Update the lines of the listing from its start through the line with "POLYGON ((87 392, 63" by replacing "toilet lid" with "toilet seat", and return only those lines with everything else unchanged.

## start DATA SHOWN

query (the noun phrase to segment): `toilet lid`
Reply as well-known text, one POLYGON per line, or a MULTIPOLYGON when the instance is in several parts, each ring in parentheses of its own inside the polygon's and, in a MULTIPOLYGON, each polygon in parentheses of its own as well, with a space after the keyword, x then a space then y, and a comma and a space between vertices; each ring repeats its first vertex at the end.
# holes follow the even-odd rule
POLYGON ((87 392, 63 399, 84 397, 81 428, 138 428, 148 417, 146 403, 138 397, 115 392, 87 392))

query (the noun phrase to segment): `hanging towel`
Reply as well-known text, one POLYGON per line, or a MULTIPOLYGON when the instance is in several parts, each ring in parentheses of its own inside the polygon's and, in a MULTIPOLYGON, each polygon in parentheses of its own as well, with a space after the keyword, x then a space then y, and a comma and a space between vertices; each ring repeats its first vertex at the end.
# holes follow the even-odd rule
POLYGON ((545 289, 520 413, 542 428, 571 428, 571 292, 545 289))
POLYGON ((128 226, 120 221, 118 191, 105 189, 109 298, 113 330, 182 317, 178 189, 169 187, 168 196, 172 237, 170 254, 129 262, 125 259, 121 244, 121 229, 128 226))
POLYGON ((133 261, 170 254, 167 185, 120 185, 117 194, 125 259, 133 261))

## end DATA SHOWN

- _OUTPUT FOR THIS TASK_:
query (the noun phrase to segment): `toilet seat`
Reply as well-known text, one POLYGON per line, or a MULTIPOLYGON when the instance is in several parts, each ring in parentheses of its own inside the polygon's and, in a MULTIPOLYGON, each polygon in parentheses of its own as well, with a space after the keyword, x then a space then y, and a comma and a space between vertices; each ring repeats its first vertex at the end.
# holes follow the even-odd rule
POLYGON ((87 392, 63 399, 84 397, 81 428, 138 428, 148 417, 146 403, 138 397, 115 392, 87 392))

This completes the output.